*** Supplied passage

3.3.  Party A shall establish and maintain the SP service system. Party A shall provide the user name and password to Party B. Party A shall ensure the reliability of the SP service system. Party B should ensure the accuracy of the following information: name, authorized bank, bank account, and coordinator etc.
3.4.  The SP service system would generate the following information: contract, charge, customer complaints, etc. It includes but not limited to data, diagram, exhibits, etc.
3.5. Party B shall not authorize any third party to use its SP user name and password. If not, Party B solely would bare all the relevant responsibilities.
3.6.   During the period of the implementation of the agreement, Party B shall provide the following information to Party A when demanded: number of users, user classification, user habits of the system, potential market, etc.
3.7.  Party B shall obey the Business Standards and Co-operation Policy of Value Added Service with China Unicom Henan Branch which are set by Party A.
 
 
 

 
 
Chapter 4

4.1.  The Parties shall use the mobile telecommunication networks and value added service platform owned by Party A. Party B is responsible for the content of the service; product development; platform establishment and maintenance; marketing and customer service. Party A is responsible for the fee collection.
4.2.  The content of the service means the value added service provided to users.
4.2.1.  Party B shall obey all the relevant laws, regulations, rules and policy when provide the content of the service.
4.2.2.  Party B shall resolve all the disputes and lawsuits related to the content of the service.
4.2.3.  Party B shall ensure the safety and security of the content of the service.
4.3.  Product development means value added products related research and development activities.
4.4.  Platform establishment and maintenance means the software and hardware related to the value added service and products.
4.5.  Marketing means all the promotion activities; advertisement and marketing channel establishment etc.
4.5.1.  The Parties may launch the marketing activities together or separately to promote the value added services.

******
*** Stored records

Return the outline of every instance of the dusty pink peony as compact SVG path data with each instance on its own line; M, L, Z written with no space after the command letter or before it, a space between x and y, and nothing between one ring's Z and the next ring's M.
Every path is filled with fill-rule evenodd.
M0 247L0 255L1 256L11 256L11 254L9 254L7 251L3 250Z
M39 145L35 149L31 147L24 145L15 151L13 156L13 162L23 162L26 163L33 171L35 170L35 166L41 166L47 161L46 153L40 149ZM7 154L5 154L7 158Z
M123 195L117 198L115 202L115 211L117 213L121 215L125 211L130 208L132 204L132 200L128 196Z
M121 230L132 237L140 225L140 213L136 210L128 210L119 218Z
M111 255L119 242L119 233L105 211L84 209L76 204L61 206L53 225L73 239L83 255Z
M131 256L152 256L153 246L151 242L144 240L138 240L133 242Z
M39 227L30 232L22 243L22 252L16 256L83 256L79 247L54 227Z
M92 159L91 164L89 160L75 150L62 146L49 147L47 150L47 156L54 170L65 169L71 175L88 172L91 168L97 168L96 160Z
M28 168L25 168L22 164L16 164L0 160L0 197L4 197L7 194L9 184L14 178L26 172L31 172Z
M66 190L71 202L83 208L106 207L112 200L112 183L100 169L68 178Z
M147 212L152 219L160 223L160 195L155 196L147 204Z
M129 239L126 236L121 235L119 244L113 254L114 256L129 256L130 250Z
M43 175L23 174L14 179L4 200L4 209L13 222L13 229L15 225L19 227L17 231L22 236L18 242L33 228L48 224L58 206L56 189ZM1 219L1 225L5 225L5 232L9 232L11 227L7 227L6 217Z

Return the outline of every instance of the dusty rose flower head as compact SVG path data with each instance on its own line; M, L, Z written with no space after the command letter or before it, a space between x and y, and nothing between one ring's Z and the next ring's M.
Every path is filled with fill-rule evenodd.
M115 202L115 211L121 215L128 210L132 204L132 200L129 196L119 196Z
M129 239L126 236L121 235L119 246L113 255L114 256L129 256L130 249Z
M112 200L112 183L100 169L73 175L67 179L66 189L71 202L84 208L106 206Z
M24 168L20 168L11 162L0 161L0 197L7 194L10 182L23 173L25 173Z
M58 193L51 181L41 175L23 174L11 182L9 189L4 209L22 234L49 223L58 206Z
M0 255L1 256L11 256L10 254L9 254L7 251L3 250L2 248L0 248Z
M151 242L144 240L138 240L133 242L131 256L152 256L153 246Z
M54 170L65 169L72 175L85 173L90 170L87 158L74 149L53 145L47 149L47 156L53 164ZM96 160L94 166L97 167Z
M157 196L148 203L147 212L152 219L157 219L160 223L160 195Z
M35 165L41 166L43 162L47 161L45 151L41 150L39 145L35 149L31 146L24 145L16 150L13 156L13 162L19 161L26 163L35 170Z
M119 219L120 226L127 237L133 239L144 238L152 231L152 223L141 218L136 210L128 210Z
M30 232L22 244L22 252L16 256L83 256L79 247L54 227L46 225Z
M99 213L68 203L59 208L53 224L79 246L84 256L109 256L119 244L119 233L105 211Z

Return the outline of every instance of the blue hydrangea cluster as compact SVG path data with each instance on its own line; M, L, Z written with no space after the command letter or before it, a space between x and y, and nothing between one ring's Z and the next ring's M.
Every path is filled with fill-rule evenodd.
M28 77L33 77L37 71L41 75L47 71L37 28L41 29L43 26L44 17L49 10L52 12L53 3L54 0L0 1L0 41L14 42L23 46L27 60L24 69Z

******

■ **Prompt 1**
In the contract excerpt, which party is responsible for fee collection?
■ **Prompt 2**
Summarize the contract excerpt in two sentences.
■ **Prompt 3**
List every piece of information the contract excerpt names that Party B must provide to Party A when demanded.

■ **Full solution 1**
Party A

■ **Full solution 2**
Party A establishes and maintains the SP service system, provides Party B with a user name and password, and collects fees, while Party B must not let any third party use its login, must supply requested information, and must obey Party A's business standards and cooperation policy. Party B is responsible for the service content, product development, platform establishment and maintenance, marketing, and customer service, and it must follow the relevant laws, resolve related disputes, and keep the content safe and secure.

■ **Full solution 3**
- Number of users
- User classification
- User habits of the system
- Potential market